### DATA ENTRIES
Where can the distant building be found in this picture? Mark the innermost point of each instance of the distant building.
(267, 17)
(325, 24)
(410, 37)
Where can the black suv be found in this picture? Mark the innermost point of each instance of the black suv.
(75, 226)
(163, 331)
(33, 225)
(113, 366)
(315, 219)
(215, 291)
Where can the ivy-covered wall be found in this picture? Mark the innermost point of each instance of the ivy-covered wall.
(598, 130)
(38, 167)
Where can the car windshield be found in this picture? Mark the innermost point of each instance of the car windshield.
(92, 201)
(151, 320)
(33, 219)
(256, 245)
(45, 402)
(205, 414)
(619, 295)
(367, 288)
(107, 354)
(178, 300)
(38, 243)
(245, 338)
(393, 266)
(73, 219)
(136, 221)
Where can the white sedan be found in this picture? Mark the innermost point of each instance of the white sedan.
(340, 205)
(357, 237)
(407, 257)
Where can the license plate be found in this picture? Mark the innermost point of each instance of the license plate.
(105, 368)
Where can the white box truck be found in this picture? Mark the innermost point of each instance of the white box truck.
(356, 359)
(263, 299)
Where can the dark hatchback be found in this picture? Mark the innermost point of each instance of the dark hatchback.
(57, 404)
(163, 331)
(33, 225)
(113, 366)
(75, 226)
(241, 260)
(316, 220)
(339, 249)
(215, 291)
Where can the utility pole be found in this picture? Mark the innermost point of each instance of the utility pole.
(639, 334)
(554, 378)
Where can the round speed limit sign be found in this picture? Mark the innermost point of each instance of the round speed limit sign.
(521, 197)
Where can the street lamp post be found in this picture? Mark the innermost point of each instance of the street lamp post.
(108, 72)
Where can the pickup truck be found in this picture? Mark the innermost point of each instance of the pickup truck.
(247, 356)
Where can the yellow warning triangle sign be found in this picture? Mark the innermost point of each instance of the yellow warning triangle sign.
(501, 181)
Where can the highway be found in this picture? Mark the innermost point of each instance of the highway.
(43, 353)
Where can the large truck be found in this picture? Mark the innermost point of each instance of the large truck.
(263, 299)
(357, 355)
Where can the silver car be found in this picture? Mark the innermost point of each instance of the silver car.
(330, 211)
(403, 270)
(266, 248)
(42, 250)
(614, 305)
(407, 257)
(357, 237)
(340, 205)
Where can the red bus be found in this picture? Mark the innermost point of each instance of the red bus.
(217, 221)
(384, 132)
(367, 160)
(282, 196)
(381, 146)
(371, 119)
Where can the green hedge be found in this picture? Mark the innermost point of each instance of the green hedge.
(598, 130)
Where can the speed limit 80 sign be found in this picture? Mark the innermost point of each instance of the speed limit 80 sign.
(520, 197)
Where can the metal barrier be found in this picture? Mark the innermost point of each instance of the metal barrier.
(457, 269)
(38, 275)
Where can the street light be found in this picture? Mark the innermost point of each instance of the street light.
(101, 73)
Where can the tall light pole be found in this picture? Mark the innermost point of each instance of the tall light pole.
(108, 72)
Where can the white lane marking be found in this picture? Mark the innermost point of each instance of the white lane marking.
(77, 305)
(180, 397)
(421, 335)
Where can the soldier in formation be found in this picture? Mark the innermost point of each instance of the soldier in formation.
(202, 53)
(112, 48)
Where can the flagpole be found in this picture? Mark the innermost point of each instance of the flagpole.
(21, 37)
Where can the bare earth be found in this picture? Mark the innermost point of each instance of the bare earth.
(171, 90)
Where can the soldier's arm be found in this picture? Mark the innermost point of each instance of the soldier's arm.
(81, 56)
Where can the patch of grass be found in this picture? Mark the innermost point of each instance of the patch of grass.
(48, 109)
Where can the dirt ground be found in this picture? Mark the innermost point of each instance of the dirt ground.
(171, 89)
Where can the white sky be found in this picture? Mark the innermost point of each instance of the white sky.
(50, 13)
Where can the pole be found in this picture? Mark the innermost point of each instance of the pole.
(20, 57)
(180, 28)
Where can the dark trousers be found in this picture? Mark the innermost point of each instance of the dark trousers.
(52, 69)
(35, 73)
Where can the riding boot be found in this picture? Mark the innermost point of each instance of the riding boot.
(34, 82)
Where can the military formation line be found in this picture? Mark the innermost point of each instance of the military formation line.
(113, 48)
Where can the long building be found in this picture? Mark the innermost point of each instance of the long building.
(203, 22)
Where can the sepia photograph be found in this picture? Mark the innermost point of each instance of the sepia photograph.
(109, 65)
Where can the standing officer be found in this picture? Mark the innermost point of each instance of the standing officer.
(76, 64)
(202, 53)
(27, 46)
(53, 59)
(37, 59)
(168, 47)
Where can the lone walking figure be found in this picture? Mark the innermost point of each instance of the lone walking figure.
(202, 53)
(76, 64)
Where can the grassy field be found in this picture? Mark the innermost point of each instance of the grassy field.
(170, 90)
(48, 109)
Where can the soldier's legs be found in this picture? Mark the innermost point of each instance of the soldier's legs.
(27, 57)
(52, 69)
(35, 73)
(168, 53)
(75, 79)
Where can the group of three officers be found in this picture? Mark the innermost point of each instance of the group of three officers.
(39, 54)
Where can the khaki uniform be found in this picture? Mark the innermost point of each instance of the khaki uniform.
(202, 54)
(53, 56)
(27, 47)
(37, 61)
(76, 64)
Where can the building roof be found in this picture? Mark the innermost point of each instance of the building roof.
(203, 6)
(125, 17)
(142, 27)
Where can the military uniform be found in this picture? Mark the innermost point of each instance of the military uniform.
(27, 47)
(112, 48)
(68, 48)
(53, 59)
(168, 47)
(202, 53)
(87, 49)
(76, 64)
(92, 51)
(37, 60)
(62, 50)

### EXERCISE INSTRUCTIONS
Convert every line of the rows above into a JSON list of strings, one string per line, leaving out blank lines.

### COMPLETE RESPONSE
[
  "Where can the distant building be found in this picture? Mark the innermost point of each instance of the distant building.",
  "(267, 17)",
  "(325, 24)",
  "(410, 37)",
  "Where can the black suv be found in this picture? Mark the innermost point of each instance of the black suv.",
  "(75, 226)",
  "(163, 331)",
  "(33, 225)",
  "(113, 366)",
  "(315, 219)",
  "(215, 291)",
  "Where can the ivy-covered wall be found in this picture? Mark the innermost point of each instance of the ivy-covered wall.",
  "(598, 130)",
  "(38, 167)",
  "Where can the car windshield be found in this picture? Mark the innermost point of each instance of the car windshield.",
  "(92, 201)",
  "(151, 320)",
  "(33, 219)",
  "(256, 245)",
  "(45, 402)",
  "(205, 414)",
  "(619, 295)",
  "(367, 288)",
  "(107, 354)",
  "(178, 300)",
  "(38, 243)",
  "(245, 338)",
  "(393, 266)",
  "(73, 219)",
  "(136, 221)",
  "Where can the white sedan be found in this picture? Mark the innermost point of each instance of the white sedan.",
  "(340, 205)",
  "(357, 237)",
  "(407, 257)",
  "Where can the license plate be found in this picture? Mark the innermost point of each instance of the license plate.",
  "(105, 368)",
  "Where can the white box truck be found in this picture? Mark the innermost point of each instance of the white box truck.",
  "(356, 359)",
  "(263, 299)",
  "Where can the dark hatchback be found in this picture? Mark the innermost point of each instance of the dark hatchback.",
  "(57, 404)",
  "(163, 331)",
  "(33, 225)",
  "(113, 366)",
  "(75, 226)",
  "(241, 260)",
  "(316, 220)",
  "(339, 249)",
  "(215, 291)",
  "Where can the utility pole be found in this picture? Mark the innermost point of each instance of the utility pole.",
  "(639, 334)",
  "(554, 378)",
  "Where can the round speed limit sign be found in this picture? Mark the innermost point of each instance of the round speed limit sign.",
  "(521, 197)",
  "Where can the street lamp post be found in this picture? Mark the innermost point of each instance of the street lamp post.",
  "(108, 72)",
  "Where can the pickup truck be found in this picture? Mark the innermost point of each instance of the pickup truck.",
  "(247, 356)",
  "Where can the yellow warning triangle sign be found in this picture? Mark the innermost point of each instance of the yellow warning triangle sign.",
  "(501, 181)",
  "Where can the highway be found in this picture? Mark the innermost point of each instance of the highway.",
  "(43, 353)",
  "Where can the large truck be found in this picture? Mark the innermost point of each instance of the large truck.",
  "(263, 299)",
  "(357, 355)",
  "Where can the silver car be found in this picture? Mark the innermost point of each instance of the silver car.",
  "(330, 211)",
  "(403, 270)",
  "(266, 248)",
  "(42, 250)",
  "(614, 305)",
  "(407, 257)",
  "(357, 237)",
  "(340, 205)",
  "Where can the red bus be found in this picture? Mark the innermost point of each instance of the red bus.",
  "(217, 221)",
  "(384, 132)",
  "(367, 160)",
  "(282, 196)",
  "(381, 146)",
  "(371, 119)",
  "Where can the green hedge be found in this picture? Mark the innermost point of each instance of the green hedge.",
  "(598, 130)",
  "Where can the speed limit 80 sign be found in this picture? Mark the innermost point of each instance of the speed limit 80 sign.",
  "(520, 197)",
  "Where can the metal barrier be found in this picture? Mark the innermost point of each instance of the metal barrier.",
  "(457, 269)",
  "(38, 275)",
  "Where can the street light be found in this picture? Mark the innermost point of each instance of the street light.",
  "(101, 73)",
  "Where can the tall light pole be found in this picture? Mark the innermost point of each instance of the tall light pole.",
  "(108, 72)",
  "Where can the white lane marking be found in this picture? Mark the innermost point of each instance of the white lane marking.",
  "(77, 305)",
  "(180, 397)",
  "(421, 335)",
  "Where can the soldier in formation be found in this picture? Mark the innermost point of each instance of the soldier in formation.",
  "(202, 53)",
  "(112, 48)",
  "Where can the flagpole be found in this picture? Mark the innermost point of each instance of the flagpole.",
  "(21, 37)",
  "Where can the bare earth be found in this picture? Mark the innermost point of each instance of the bare earth.",
  "(171, 90)",
  "Where can the soldier's arm be found in this picture? Mark the innermost point of each instance of the soldier's arm.",
  "(81, 56)",
  "Where can the patch of grass be found in this picture? Mark the innermost point of each instance of the patch of grass.",
  "(48, 109)",
  "Where can the dirt ground be found in this picture? Mark the innermost point of each instance of the dirt ground.",
  "(171, 89)",
  "Where can the white sky be found in this picture? Mark the innermost point of each instance of the white sky.",
  "(50, 13)",
  "Where can the pole be found in this picture? Mark the innermost point of each instance of the pole.",
  "(20, 57)",
  "(180, 28)",
  "Where can the dark trousers be found in this picture? Mark the innermost point of each instance of the dark trousers.",
  "(52, 69)",
  "(35, 73)",
  "Where can the riding boot be found in this picture? Mark the innermost point of each instance of the riding boot.",
  "(34, 82)",
  "Where can the military formation line be found in this picture? Mark the innermost point of each instance of the military formation line.",
  "(113, 48)",
  "Where can the long building be found in this picture? Mark the innermost point of each instance of the long building.",
  "(203, 22)",
  "Where can the sepia photograph be found in this picture? Mark the innermost point of each instance of the sepia photograph.",
  "(109, 65)",
  "Where can the standing officer be found in this picture? Mark the innermost point of each instance of the standing officer.",
  "(76, 64)",
  "(202, 53)",
  "(27, 46)",
  "(53, 59)",
  "(37, 59)",
  "(168, 47)",
  "Where can the lone walking figure be found in this picture? Mark the innermost point of each instance of the lone walking figure.",
  "(202, 53)",
  "(76, 64)",
  "Where can the grassy field be found in this picture? Mark the innermost point of each instance of the grassy field.",
  "(170, 90)",
  "(48, 109)",
  "Where can the soldier's legs be found in this picture? Mark the innermost point of each instance of the soldier's legs.",
  "(27, 57)",
  "(52, 69)",
  "(35, 73)",
  "(168, 53)",
  "(75, 79)",
  "Where can the group of three officers be found in this picture? Mark the innermost point of each instance of the group of three officers.",
  "(39, 54)",
  "Where can the khaki uniform be found in this picture? Mark the innermost point of each instance of the khaki uniform.",
  "(202, 54)",
  "(53, 56)",
  "(27, 47)",
  "(37, 61)",
  "(76, 64)",
  "Where can the building roof be found in this picture? Mark the innermost point of each instance of the building roof.",
  "(203, 6)",
  "(125, 17)",
  "(142, 27)",
  "Where can the military uniform be found in this picture? Mark the innermost point of each instance of the military uniform.",
  "(27, 47)",
  "(112, 48)",
  "(68, 48)",
  "(53, 59)",
  "(168, 47)",
  "(202, 53)",
  "(87, 49)",
  "(76, 64)",
  "(92, 51)",
  "(37, 60)",
  "(62, 50)"
]